►
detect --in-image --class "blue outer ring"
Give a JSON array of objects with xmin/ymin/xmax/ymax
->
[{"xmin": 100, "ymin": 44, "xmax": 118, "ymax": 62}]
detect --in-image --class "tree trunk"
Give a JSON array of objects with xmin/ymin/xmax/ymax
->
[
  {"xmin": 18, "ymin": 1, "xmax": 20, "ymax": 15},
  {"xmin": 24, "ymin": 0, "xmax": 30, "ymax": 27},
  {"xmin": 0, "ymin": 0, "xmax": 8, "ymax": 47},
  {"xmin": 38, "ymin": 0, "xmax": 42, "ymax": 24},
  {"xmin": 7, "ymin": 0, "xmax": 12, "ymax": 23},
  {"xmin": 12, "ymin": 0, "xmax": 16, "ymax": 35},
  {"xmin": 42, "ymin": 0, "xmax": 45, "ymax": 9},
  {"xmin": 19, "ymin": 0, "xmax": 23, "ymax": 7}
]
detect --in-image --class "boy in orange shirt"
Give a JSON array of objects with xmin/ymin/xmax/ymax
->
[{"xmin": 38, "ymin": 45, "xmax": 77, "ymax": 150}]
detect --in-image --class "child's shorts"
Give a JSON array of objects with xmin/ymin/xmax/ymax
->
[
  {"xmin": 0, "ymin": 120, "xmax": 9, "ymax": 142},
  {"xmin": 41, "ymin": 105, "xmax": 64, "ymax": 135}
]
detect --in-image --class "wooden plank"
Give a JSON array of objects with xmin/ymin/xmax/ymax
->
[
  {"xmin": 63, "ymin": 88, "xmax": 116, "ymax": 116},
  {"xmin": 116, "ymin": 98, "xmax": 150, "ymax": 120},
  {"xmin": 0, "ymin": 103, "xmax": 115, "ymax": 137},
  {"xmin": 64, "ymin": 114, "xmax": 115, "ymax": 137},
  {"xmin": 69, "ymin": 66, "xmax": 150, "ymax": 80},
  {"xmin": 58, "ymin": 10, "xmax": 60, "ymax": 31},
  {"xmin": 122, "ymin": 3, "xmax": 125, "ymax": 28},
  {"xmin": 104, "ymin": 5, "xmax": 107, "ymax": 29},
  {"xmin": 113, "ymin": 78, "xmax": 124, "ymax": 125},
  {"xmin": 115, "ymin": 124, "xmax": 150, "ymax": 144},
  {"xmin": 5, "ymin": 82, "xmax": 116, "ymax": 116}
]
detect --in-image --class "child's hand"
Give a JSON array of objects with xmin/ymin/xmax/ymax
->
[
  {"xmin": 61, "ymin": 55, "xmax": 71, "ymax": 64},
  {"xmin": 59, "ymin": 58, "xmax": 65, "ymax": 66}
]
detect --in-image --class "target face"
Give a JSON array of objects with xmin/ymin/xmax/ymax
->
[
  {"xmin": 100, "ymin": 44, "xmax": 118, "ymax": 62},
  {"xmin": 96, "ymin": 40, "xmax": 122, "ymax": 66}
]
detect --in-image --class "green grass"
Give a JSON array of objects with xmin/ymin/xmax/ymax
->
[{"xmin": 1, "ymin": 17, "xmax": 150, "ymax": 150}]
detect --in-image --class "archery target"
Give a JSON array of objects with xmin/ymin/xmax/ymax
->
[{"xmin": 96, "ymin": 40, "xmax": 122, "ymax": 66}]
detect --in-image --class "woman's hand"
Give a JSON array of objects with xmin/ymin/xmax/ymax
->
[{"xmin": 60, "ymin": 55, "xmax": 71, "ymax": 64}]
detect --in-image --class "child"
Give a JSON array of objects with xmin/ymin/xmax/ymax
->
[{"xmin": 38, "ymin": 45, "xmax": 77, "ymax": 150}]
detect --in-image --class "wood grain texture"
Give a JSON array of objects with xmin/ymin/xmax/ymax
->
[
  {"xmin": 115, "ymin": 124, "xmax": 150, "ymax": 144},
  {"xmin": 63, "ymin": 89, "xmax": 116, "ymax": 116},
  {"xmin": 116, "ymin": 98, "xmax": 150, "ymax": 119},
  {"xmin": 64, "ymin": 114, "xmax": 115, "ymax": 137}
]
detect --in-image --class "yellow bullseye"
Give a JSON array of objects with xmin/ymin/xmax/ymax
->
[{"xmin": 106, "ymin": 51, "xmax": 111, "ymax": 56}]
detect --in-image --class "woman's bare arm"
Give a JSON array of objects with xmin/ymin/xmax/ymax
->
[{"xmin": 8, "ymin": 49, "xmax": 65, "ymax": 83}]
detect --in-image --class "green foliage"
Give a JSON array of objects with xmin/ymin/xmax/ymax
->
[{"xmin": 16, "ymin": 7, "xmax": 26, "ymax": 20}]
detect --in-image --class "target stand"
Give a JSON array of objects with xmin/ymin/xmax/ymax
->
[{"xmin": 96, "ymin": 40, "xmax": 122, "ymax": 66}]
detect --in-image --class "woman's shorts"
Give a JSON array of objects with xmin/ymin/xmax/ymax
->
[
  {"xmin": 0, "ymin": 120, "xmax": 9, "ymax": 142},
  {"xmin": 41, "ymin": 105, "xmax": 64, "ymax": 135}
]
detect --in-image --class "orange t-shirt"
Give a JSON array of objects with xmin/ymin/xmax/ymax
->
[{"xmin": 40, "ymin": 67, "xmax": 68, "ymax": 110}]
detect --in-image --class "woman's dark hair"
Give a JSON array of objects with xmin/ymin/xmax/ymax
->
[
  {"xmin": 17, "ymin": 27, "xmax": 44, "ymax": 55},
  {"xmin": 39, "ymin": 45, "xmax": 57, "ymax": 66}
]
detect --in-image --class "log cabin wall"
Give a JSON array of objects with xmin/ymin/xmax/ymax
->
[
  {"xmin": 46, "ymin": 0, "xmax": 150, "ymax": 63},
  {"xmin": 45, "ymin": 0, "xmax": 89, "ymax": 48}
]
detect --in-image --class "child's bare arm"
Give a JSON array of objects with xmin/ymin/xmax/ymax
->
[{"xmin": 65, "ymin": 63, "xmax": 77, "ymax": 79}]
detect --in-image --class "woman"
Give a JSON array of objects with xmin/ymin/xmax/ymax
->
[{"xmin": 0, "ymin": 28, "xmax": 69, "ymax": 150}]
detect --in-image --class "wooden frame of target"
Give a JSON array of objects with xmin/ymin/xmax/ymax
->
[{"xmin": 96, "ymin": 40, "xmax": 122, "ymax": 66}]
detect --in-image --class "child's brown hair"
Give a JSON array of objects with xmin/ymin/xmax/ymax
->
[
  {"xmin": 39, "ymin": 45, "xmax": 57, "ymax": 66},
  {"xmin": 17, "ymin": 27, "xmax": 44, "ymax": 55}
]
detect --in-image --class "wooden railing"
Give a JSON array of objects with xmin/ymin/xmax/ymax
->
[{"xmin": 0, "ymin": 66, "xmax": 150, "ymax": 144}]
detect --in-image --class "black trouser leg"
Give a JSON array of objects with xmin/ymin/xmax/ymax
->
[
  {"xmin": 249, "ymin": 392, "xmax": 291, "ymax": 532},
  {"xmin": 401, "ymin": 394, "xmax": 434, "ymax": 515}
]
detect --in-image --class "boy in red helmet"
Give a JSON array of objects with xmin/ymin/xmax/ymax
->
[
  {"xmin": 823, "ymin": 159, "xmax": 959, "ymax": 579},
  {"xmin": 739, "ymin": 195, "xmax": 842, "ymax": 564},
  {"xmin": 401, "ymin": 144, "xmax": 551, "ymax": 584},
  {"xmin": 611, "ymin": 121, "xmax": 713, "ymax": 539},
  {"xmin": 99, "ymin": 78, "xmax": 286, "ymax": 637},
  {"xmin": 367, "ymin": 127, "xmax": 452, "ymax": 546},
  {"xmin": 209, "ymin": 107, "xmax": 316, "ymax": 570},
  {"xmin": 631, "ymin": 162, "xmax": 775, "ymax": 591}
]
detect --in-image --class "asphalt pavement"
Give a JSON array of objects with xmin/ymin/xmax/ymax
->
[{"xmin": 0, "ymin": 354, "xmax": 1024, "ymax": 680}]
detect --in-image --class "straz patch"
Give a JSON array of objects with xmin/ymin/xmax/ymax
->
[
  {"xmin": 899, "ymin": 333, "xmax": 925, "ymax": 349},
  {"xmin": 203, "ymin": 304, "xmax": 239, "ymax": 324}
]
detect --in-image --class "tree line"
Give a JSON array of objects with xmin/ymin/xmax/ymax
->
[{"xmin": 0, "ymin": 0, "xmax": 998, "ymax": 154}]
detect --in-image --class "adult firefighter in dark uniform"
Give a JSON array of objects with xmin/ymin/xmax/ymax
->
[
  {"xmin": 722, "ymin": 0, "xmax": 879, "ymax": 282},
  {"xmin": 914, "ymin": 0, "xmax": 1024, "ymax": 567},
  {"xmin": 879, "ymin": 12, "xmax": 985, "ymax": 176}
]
◄
• [Exercise objective]: Which lines in the rows above contain the string "woman"? Return each of them in full, treating uppercase and lowercase as different.

• [In response]:
detect --in-image --class "woman's hand"
detect --in-image --class "woman's bare arm"
detect --in-image --class "woman's shorts"
detect --in-image --class "woman's dark hair"
detect --in-image --class "woman"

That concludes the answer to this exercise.